Stated exercise » Convert every line of the listing below into a numbered list, omitting any blank lines.
─── Raw data ───
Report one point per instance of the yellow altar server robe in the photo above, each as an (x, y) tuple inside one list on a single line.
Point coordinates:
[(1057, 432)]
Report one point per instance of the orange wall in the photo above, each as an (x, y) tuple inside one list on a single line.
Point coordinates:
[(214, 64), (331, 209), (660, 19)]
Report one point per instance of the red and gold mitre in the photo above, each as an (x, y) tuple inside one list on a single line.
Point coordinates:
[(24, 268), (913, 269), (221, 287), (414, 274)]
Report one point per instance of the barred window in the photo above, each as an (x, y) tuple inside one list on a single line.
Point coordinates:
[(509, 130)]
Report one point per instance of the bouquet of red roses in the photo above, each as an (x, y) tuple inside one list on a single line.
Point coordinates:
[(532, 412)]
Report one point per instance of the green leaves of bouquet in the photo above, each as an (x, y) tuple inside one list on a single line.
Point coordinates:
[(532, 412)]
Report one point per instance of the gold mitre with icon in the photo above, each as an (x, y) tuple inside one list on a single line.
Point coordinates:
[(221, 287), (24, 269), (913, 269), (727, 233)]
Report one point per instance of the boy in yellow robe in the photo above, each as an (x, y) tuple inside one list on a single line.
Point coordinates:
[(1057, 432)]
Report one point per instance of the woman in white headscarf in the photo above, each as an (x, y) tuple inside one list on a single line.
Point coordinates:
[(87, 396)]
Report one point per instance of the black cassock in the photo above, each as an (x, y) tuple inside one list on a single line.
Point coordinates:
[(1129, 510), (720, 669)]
───
Result »
1. Report one point per instance of the yellow altar server robe in the photo above, each as an (x, y) tuple inside one list on a single line.
2. Point coordinates:
3. [(1057, 432)]
4. Report one point per instance of the orange wall in the photo above, each as an (x, y) tuple inside one list on a single line.
5. Point coordinates:
6. [(214, 64), (331, 209), (660, 19)]
7. Report one point per instance of the red and gold mitre in the photo above, each as an (x, y) tuple inside one list on a single line.
8. Point coordinates:
9. [(24, 268), (913, 269), (221, 287), (414, 274)]
10. Report one point per instance of the barred window in the photo above, each as an (x, y) tuple inside one list on a single line.
11. Point coordinates:
12. [(509, 130)]
13. Report one point per instance of the bouquet of red roses in the photo above, each as an (x, y) tuple inside one list on a single line.
14. Point coordinates:
15. [(532, 412)]
16. Report one point per instance of the green leaves of bouquet in the photo above, each as an (x, y) tuple inside one list on a single line.
17. Point coordinates:
18. [(532, 412)]
19. Report one point per instance of the gold mitre with icon in the photo above, each as an (x, y) tuple inside one list on a single line.
20. Point coordinates:
21. [(221, 287), (24, 269), (913, 269), (727, 233)]
22. Report one point per instance of the boy in yellow robe in the photo above, each as an (x, y) tuple inside one list on a single line.
23. Point coordinates:
24. [(1057, 432)]
25. Report one point per instance of the woman in white headscarf in the photo above, each as an (x, y) tuple inside one list on a single line.
26. Point coordinates:
27. [(87, 396)]
28. Report one point per instance of the black cassock in the photo above, each as an (x, y) tuple inside one list on a single line.
29. Point coordinates:
30. [(1129, 510), (720, 669)]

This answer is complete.